Named-object pointing records
=======

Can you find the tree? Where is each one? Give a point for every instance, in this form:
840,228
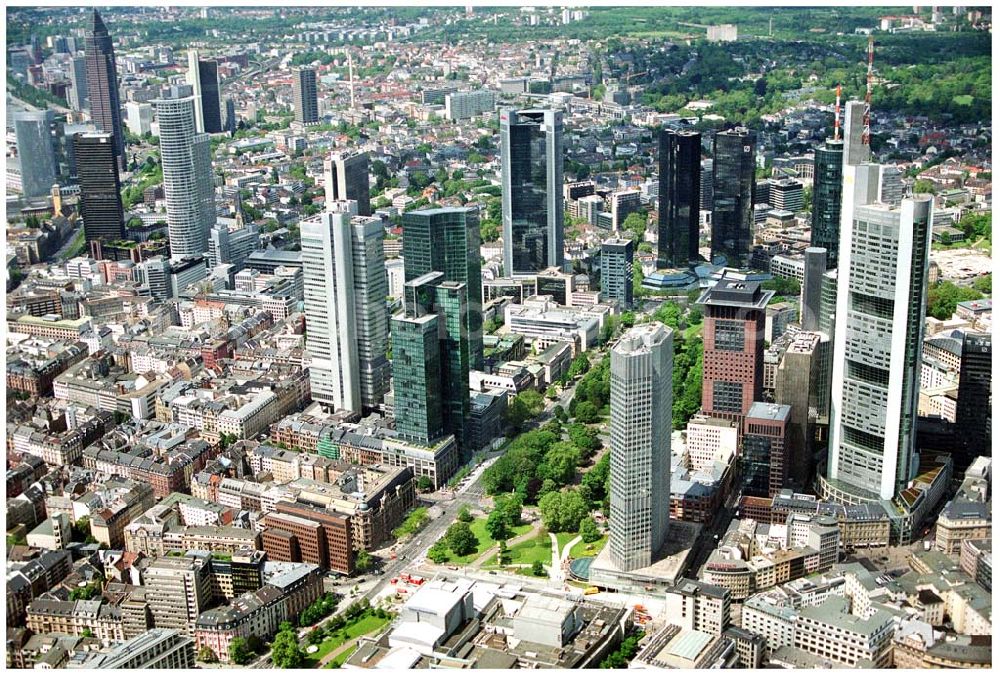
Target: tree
364,561
585,438
239,651
944,296
460,539
285,650
635,224
509,506
206,655
496,525
587,413
589,531
526,405
562,511
438,553
560,463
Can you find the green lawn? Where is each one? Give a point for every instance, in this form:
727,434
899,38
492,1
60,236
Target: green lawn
478,528
527,552
339,660
583,549
564,538
364,625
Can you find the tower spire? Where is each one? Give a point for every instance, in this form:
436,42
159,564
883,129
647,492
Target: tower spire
836,117
866,135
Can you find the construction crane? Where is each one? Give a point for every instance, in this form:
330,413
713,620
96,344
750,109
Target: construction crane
866,135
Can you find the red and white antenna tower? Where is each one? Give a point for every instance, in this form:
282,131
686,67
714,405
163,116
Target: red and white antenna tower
836,117
866,135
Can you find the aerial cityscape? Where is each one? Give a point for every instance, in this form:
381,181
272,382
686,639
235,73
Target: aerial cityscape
476,337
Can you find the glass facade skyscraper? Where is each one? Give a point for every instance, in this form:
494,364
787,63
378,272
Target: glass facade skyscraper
187,178
679,198
304,95
828,181
345,177
531,149
35,151
431,390
732,188
881,306
617,257
447,240
641,404
100,187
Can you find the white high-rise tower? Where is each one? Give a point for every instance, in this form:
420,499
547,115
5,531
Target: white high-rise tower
345,287
187,178
641,414
881,306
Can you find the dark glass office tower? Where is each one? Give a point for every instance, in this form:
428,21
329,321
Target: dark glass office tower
532,184
828,179
447,240
733,182
430,365
617,255
304,95
211,107
100,187
102,84
346,178
680,198
972,414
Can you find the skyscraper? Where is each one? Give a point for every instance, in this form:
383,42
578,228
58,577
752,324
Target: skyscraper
345,177
812,286
430,360
680,198
881,306
733,376
344,289
828,182
447,240
78,99
766,444
35,151
617,255
733,199
304,95
203,76
531,168
100,187
641,404
102,84
972,416
187,178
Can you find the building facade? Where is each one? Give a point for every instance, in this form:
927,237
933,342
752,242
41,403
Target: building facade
187,178
531,166
733,200
641,402
447,240
680,196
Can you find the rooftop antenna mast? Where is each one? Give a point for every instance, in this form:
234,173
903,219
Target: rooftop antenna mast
836,117
350,72
866,135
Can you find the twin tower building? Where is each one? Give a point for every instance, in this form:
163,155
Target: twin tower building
880,245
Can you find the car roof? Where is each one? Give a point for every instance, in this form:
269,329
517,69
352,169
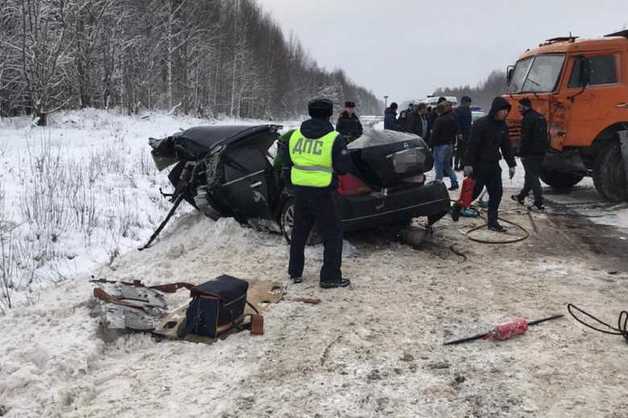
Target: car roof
576,45
209,136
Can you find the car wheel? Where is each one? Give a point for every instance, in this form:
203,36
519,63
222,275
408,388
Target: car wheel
609,175
286,223
560,180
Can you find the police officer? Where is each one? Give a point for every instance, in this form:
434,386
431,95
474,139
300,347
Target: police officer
316,154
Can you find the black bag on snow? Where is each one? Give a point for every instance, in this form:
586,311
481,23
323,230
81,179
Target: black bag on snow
216,306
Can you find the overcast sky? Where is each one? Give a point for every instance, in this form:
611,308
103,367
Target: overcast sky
407,48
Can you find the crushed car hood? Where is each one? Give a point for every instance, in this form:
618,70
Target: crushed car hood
194,143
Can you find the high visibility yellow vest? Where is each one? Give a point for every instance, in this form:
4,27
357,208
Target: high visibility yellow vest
311,159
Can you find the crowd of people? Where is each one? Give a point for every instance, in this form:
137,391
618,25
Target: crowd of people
459,144
312,157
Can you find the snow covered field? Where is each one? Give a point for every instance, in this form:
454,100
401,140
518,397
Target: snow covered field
372,350
78,193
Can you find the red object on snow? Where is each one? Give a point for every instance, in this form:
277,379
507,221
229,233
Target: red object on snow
466,194
349,185
508,330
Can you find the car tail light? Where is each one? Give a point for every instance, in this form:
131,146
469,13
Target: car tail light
350,185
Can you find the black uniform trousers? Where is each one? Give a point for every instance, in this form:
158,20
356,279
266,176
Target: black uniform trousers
533,166
489,176
317,207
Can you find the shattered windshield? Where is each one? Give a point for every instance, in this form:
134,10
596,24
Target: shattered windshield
537,74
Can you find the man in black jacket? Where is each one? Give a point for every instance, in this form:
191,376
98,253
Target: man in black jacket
349,123
442,142
464,119
315,203
390,117
534,144
489,136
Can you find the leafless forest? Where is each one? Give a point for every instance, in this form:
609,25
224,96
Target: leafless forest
482,94
207,58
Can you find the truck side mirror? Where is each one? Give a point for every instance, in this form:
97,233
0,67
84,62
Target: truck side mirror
510,71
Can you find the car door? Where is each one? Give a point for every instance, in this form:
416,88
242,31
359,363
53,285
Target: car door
248,187
590,106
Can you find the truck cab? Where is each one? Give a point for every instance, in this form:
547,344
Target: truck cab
581,87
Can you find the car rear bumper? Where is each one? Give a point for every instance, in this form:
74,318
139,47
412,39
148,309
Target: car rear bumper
363,212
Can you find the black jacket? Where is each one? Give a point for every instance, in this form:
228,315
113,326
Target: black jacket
317,128
445,130
534,138
488,137
390,120
349,126
464,119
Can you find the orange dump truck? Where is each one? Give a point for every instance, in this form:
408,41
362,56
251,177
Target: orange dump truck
581,86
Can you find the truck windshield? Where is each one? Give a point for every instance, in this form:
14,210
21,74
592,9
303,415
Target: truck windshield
538,74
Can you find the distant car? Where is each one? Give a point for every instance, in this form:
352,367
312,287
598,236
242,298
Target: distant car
228,171
477,114
433,100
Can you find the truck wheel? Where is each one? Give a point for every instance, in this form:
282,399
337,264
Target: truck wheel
286,223
560,180
609,175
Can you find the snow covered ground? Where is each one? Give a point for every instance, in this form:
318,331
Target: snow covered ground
78,193
372,350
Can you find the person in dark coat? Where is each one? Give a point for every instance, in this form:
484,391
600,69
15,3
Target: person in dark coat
405,119
349,123
315,203
464,119
390,117
423,127
489,136
442,142
534,145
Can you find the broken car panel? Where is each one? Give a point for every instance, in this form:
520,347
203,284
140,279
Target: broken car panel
227,171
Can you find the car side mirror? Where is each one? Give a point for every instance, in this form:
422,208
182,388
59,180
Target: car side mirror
510,71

=======

*Problem description*. Rewrite every line of the records above as a numbered list, skipping blank lines. Omit the picture lines.

*Task output*.
1. Can you find the tree? Where is each one? Give a point for every instance, in this form:
2. 840,228
3. Target: tree
4. 364,561
5. 585,438
6. 239,651
7. 944,296
8. 460,539
9. 285,650
10. 635,224
11. 509,506
12. 206,655
13. 496,525
14. 587,413
15. 589,531
16. 526,405
17. 562,511
18. 438,553
19. 560,463
20. Can you find the green lawn? Where is each one? Give a point for every instance, in this form:
21. 727,434
22. 899,38
23. 492,1
24. 60,236
25. Target: green lawn
26. 478,528
27. 527,552
28. 339,660
29. 583,549
30. 564,538
31. 364,625
32. Can you find the tower spire? Where is each one? Give a point for every instance, in this form:
33. 436,42
34. 159,564
35. 883,129
36. 647,492
37. Target: tower spire
38. 836,117
39. 866,135
40. Can you find the construction crane? Where is each one? Give a point for every instance, in this form:
41. 330,413
42. 713,620
43. 96,344
44. 750,109
45. Target: construction crane
46. 866,135
47. Can you find the red and white antenna tower? Where is each one? Give a point for every instance, in this form:
48. 282,131
49. 686,67
50. 714,405
51. 163,116
52. Target: red and white antenna tower
53. 836,117
54. 866,135
55. Can you find the aerial cityscape? Where is each one? Give a point for every instance, in this form:
56. 381,181
57. 272,382
58. 686,639
59. 235,73
60. Target: aerial cityscape
61. 476,337
62. Can you find the glass facade skyscraper? Where is each one? Give a point for every instance, in this form:
63. 494,364
64. 787,63
65. 378,272
66. Target: glass facade skyscraper
67. 187,178
68. 679,198
69. 304,95
70. 828,181
71. 345,177
72. 531,149
73. 35,151
74. 431,390
75. 732,188
76. 881,306
77. 617,257
78. 447,240
79. 641,404
80. 100,187
81. Can you find the white high-rise tower? Where is each one? Give a point for every instance, in this form:
82. 420,499
83. 547,115
84. 5,531
85. Target: white high-rise tower
86. 345,287
87. 187,178
88. 641,414
89. 881,306
90. Can you find the dark glass office tower? Where is each one? Give a point for every instance, in this form:
91. 428,21
92. 329,321
93. Target: dark glass office tower
94. 532,184
95. 828,179
96. 447,240
97. 733,182
98. 430,365
99. 617,255
100. 304,95
101. 211,107
102. 100,187
103. 102,84
104. 346,178
105. 680,198
106. 972,414
107. Can you find the skyscraper? Where is each one? Give a point for every instance, in this form:
108. 383,42
109. 578,228
110. 58,577
111. 752,324
112. Target: skyscraper
113. 345,177
114. 812,286
115. 430,360
116. 680,198
117. 881,306
118. 733,376
119. 344,289
120. 828,182
121. 447,240
122. 78,99
123. 766,444
124. 35,151
125. 617,255
126. 733,199
127. 304,95
128. 203,76
129. 531,168
130. 100,187
131. 641,404
132. 102,84
133. 972,416
134. 187,178
135. Can you find the building facade? Where is each one? Give a point for every instance, in this form:
136. 927,237
137. 933,342
138. 752,242
139. 41,403
140. Target: building facade
141. 187,178
142. 531,166
143. 733,200
144. 641,402
145. 447,240
146. 680,196
147. Can you find the rooftop antenna mast? Where is each one? Give a point for every instance, in this form:
148. 234,173
149. 903,219
150. Target: rooftop antenna mast
151. 836,117
152. 350,72
153. 866,135
154. Can you find the twin tower building? Where is each one? Give a point for every instance, in this form:
155. 163,155
156. Target: twin tower building
157. 880,245
158. Can you find the car roof? Where is each one? Give a point for every instance, in this form:
159. 269,329
160. 517,69
161. 352,169
162. Target: car roof
163. 576,45
164. 209,136
165. Can you find the car wheel? Where is each one? Give a point for every instance, in this form:
166. 203,36
167. 519,63
168. 222,275
169. 408,388
170. Target: car wheel
171. 609,175
172. 286,223
173. 560,180
174. Can you find the police officer? Where is each one? Give a point for every instance, in this form:
175. 434,386
176. 431,95
177. 474,139
178. 300,347
179. Target: police officer
180. 316,154
181. Can you find the black bag on snow? Where is each one? Give a point for every instance, in this form:
182. 586,311
183. 481,23
184. 323,230
185. 81,179
186. Target: black bag on snow
187. 216,306
188. Can you find the overcast sky? Where is each one? Give a point for every instance, in this form:
189. 611,308
190. 103,367
191. Target: overcast sky
192. 407,48
193. Can you find the crushed car hood? Where is each one? Give a point for every instance, in this form:
194. 618,70
195. Target: crushed car hood
196. 194,143
197. Can you find the high visibility yellow vest? Where is each one? Give a point for every instance, in this form:
198. 4,27
199. 357,208
200. Target: high visibility yellow vest
201. 311,159
202. Can you find the crowd of people? Where is each one? Give a point for every instance, in this form:
203. 137,391
204. 618,25
205. Target: crowd of people
206. 459,144
207. 312,157
208. Can you find the snow covered field? Where is each one? Give a point for every instance, in this form:
209. 454,100
210. 401,140
211. 518,397
212. Target: snow covered field
213. 372,350
214. 78,193
215. Can you find the red object on snow? Where is each one? Give a point for every instance, in this form:
216. 277,379
217. 507,221
218. 229,233
219. Target: red object on snow
220. 466,194
221. 349,185
222. 508,330
223. Can you find the car tail light? Where is each one? Give a point for every instance, in this form:
224. 131,146
225. 469,13
226. Target: car tail light
227. 350,185
228. Can you find the black uniform trousers? Where is each one? Give a point for every instance, in this form:
229. 158,20
230. 356,279
231. 266,176
232. Target: black uniform trousers
233. 533,166
234. 489,176
235. 317,207
236. Can you find the shattered windshield? Where is each one? Give a point for every instance, in this form:
237. 134,10
238. 596,24
239. Target: shattered windshield
240. 537,74
241. Can you find the man in black jacket? Where is each one? Give a point for every instance, in this form:
242. 191,376
243. 98,253
244. Target: man in black jacket
245. 349,123
246. 442,142
247. 464,119
248. 315,203
249. 390,117
250. 534,144
251. 489,136
252. Can you find the leafless forest? Where is each one? Give a point for every instance, in this form:
253. 609,25
254. 224,96
255. Target: leafless forest
256. 482,94
257. 207,58
258. Can you find the truck side mirror? Where is each one? Give a point for every instance, in this form:
259. 97,233
260. 0,67
261. 84,62
262. Target: truck side mirror
263. 510,71
264. Can you find the car door? Where is each one? Give a point for every instance, in this form:
265. 416,88
266. 242,31
267. 359,363
268. 53,285
269. Target: car door
270. 248,187
271. 590,106
272. Can you find the truck cab? Where is each one? Give a point for every instance, in this form:
273. 547,344
274. Target: truck cab
275. 581,87
276. Can you find the car rear bumper? Where is each one? Give a point for every instance, in this form:
277. 74,318
278. 139,47
279. 412,39
280. 148,309
281. Target: car rear bumper
282. 363,212
283. Can you find the black jacket? Where is each one? Give a point for every instance, in this form:
284. 228,315
285. 113,326
286. Target: black jacket
287. 317,128
288. 445,130
289. 534,138
290. 488,137
291. 390,120
292. 349,126
293. 464,119
294. Can you find the orange dump truck? Where is each one? Give a point for every instance, in this form:
295. 408,41
296. 362,56
297. 251,177
298. Target: orange dump truck
299. 581,86
300. Can you find the truck windshield? Where is each one? Give a point for every instance, in this form:
301. 14,210
302. 21,74
303. 592,9
304. 303,415
305. Target: truck windshield
306. 538,74
307. Can you find the distant car? Where is each one? Give a point for every instance, in this form:
308. 352,367
309. 312,287
310. 598,236
311. 242,298
312. Target: distant car
313. 228,171
314. 477,114
315. 433,100
316. Can you find the truck wheel? Where is each one? Give a point for every instance, in this form:
317. 282,399
318. 337,264
319. Target: truck wheel
320. 286,223
321. 560,180
322. 609,175
323. Can you find the snow covered ground? Where is each one? Give a point for every instance, in this form:
324. 318,331
325. Target: snow covered ground
326. 78,193
327. 372,350
328. Can you find the person in dark coat? Where is each one? Give a point for every instance, in this form:
329. 484,391
330. 600,69
331. 15,3
332. Target: person in dark coat
333. 405,119
334. 349,123
335. 315,203
336. 464,119
337. 390,117
338. 423,127
339. 489,136
340. 442,142
341. 534,145
342. Can you find the broken car panel? Where is each one? Give a point for every instance, in this form:
343. 520,347
344. 203,284
345. 140,279
346. Target: broken car panel
347. 227,171
348. Can you find the car side mirror? Where is each one? Give a point for every instance, in this form:
349. 422,208
350. 182,388
351. 59,180
352. Target: car side mirror
353. 510,71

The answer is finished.